*Aim of the exercise:* Write out the part of the Horace Silver profile from "UNSPECIFIED - JANUARY" to "in the 1950s." word for word.

====== Text block ======

Horace Silver
His considerable legacy encompasses his influence on other pianists and composers, and the development of young jazz talents who appeared in his bands over the course of four decades.

UNSPECIFIED - JANUARY 01: Photo of Horace SILVER; (Photo by Echoes/Redferns)
By Dianne Washington
Horace Ward Martin Tavares Silver (September 2, 1928 – June 18, 2014) was an American jazz pianist, composer, and arranger, particularly in the hard bop style that he helped pioneer in the 1950s.
After playing tenor saxophone and piano at school in Connecticut, Silver got his break on piano when his trio was recruited by Stan Getz in 1950. Silver soon moved to New York City, where he developed a reputation as a composer and for his bluesy playing. Frequent sideman recordings in the mid-1950s helped further, but it was his work with the Jazz Messengers, co-led by Art Blakey, that brought both his writing and playing most attention. Their Horace Silver and the Jazz Messengers album contained Silver’s first hit, “The Preacher”. After leaving Blakey in 1956, Silver formed his own quintet, with what became the standard small group line-up of tenor saxophone, trumpet, piano, bass, and drums. Their public performances and frequent recordings for Blue Note Records increased Silver’s popularity, even though changes of personnel. His most successful album was Song for My Father, made with two iterations of the quintet in 1963 and 1964.
Several changes occurred in the early 1970s: Silver disbanded his group to spend more time with his wife and to concentrate on composing; he included lyrics in his recordings; and his interest in spiritualism developed. The last two of these were often combined, resulting in commercially unsuccessful releases such as The United States of Mind series. Silver left Blue Note after 28 years, founded his own record label, and scaled back his touring in the 1980s, relying in part on royalties from his compositions for income. In 1993, he returned to major record labels, releasing five albums before gradually withdrawing from public view because of health problems.
As a player, Silver transitioned from bebop to hard bop by stressing melody rather than complex harmony and combined clean and often humorous right-hand lines with darker notes and chords in a near-perpetual left-hand rumble. His compositions similarly emphasized catchy melodies, but often also contained dissonant harmonies. Many of his varied repertoire of songs, including “Doodlin'”, “Peace”, and “Sister Sadie”, became jazz standards that are still widely played. His considerable legacy encompasses his influence on other pianists and composers, and the development of young jazz talents who appeared in his bands over the course of four decades.

====== Supplied information ======

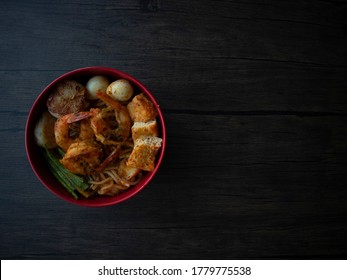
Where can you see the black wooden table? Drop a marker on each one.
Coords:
(254, 95)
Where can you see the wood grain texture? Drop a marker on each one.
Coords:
(255, 103)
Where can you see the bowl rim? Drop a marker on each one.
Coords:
(102, 201)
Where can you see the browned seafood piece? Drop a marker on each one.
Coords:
(68, 97)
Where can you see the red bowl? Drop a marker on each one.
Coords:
(35, 153)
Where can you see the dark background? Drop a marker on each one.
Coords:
(254, 95)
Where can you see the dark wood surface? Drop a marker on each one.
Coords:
(254, 95)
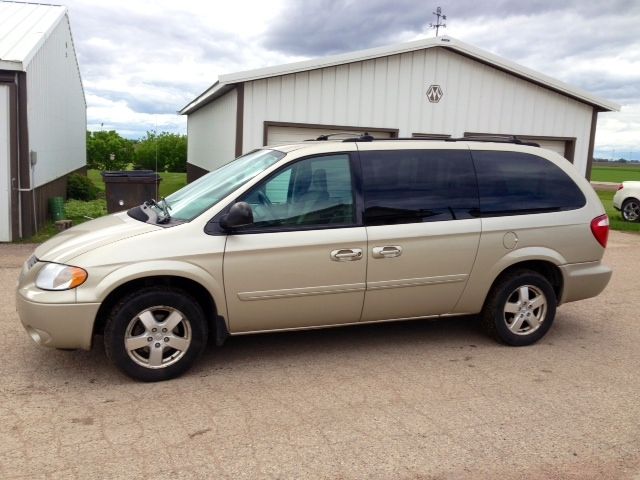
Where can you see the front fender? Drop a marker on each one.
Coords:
(128, 272)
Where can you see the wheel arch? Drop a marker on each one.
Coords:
(546, 268)
(195, 289)
(481, 282)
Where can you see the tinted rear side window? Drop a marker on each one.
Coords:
(514, 183)
(412, 186)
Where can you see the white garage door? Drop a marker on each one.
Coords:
(5, 184)
(279, 134)
(557, 146)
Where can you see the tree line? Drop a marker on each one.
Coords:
(164, 152)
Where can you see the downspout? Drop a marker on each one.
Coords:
(31, 166)
(17, 140)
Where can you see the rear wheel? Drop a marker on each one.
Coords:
(520, 308)
(155, 334)
(631, 210)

======

*Task response:*
UNSPECIFIED - JANUARY 01: Photo of Horace SILVER; (Photo by Echoes/Redferns)
By Dianne Washington
Horace Ward Martin Tavares Silver (September 2, 1928 – June 18, 2014) was an American jazz pianist, composer, and arranger, particularly in the hard bop style that he helped pioneer in the 1950s.